REQUIRED TASK: Which lines in the rows below contain the word “curly”? Pick out each of those lines and copy it in full.

SUPPLIED RECORDS:

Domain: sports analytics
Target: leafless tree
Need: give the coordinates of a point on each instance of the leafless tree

...

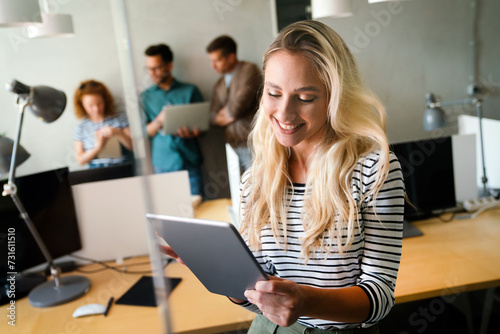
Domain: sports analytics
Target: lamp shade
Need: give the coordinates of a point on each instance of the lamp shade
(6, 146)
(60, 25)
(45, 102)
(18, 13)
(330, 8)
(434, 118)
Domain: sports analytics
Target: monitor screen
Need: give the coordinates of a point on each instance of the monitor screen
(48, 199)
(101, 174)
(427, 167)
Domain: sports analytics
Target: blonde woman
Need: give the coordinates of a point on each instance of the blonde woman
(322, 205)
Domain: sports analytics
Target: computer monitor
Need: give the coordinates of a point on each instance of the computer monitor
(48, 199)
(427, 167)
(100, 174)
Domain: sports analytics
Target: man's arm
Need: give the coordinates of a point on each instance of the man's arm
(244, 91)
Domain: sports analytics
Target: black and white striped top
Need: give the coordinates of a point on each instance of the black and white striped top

* * *

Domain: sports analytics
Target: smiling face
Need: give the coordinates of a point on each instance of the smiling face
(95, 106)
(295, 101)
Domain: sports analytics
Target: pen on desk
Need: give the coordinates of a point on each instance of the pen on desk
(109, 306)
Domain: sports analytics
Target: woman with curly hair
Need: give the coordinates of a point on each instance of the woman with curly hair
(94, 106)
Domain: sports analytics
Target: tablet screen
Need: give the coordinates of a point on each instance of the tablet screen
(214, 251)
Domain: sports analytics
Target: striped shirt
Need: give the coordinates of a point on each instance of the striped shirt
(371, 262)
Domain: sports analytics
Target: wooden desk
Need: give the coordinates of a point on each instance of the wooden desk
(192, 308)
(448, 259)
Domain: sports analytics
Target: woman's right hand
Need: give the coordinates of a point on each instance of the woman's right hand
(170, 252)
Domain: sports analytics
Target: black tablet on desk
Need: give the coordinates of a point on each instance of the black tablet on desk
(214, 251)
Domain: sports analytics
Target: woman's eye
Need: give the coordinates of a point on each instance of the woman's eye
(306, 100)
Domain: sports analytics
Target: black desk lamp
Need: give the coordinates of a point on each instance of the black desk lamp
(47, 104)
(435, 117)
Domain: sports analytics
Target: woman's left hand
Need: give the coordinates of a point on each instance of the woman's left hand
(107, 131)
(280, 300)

EXERCISE RESULT:
Target: woman with curly hair
Need: give the coordinates of a point on each instance of the woman with curly hair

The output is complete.